» **Data section**:
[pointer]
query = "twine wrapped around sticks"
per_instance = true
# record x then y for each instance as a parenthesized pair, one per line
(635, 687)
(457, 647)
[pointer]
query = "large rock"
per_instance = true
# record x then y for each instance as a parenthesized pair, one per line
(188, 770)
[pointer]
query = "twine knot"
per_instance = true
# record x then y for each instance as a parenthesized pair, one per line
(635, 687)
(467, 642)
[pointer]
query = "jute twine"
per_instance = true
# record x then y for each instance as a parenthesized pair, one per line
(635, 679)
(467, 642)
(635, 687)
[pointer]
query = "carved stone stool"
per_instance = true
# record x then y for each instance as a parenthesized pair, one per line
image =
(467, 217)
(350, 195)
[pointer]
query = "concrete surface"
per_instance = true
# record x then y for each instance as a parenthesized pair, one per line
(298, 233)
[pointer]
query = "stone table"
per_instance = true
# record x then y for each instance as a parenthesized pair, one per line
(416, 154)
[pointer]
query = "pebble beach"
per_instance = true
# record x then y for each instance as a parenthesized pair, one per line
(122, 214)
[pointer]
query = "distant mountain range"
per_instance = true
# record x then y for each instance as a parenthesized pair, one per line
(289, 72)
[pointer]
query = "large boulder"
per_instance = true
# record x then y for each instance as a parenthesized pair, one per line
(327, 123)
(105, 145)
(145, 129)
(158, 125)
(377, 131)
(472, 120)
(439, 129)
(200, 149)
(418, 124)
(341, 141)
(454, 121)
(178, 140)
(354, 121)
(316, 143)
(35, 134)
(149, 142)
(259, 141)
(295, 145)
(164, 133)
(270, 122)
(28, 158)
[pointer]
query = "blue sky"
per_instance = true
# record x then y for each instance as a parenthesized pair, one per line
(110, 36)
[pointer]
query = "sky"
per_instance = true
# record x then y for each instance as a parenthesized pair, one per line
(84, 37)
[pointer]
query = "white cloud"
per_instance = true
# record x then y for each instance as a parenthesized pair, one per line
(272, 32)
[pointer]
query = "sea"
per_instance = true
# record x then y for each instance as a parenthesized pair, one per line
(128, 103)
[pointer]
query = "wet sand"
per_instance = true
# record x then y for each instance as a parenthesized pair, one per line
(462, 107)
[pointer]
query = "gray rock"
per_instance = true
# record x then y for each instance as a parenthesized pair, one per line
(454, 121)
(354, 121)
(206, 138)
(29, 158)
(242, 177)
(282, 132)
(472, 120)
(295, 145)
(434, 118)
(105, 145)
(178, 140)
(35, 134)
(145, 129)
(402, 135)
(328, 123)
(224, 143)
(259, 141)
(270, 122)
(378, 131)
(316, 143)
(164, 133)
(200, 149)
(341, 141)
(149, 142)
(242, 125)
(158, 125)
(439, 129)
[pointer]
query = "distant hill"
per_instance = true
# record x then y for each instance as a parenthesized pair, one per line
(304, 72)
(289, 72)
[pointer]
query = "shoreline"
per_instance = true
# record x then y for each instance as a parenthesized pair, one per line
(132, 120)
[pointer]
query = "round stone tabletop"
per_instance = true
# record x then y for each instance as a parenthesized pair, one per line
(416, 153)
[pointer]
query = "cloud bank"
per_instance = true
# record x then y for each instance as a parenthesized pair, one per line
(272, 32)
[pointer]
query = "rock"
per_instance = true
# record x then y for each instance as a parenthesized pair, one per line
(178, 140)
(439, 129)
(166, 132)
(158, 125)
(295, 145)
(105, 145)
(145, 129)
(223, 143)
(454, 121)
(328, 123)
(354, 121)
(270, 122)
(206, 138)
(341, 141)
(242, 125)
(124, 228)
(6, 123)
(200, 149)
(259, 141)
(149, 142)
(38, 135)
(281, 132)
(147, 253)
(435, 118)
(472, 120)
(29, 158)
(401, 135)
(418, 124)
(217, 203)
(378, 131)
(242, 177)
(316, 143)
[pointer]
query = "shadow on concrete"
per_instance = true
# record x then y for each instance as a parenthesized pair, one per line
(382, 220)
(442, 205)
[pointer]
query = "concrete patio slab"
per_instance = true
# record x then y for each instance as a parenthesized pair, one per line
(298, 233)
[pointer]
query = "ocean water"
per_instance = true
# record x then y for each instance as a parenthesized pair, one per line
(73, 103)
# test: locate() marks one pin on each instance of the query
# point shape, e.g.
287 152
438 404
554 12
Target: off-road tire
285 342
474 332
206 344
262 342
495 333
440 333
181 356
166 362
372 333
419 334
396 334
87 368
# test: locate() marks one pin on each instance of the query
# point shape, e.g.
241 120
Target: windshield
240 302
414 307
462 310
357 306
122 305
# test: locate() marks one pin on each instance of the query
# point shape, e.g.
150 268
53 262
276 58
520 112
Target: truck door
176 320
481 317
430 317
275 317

» **What you will do**:
Using the listing above, show each line holding the string "concrete".

» **Answer to this problem**:
query = "concrete surface"
query = "shadow on concrete"
query = "concrete patio slab"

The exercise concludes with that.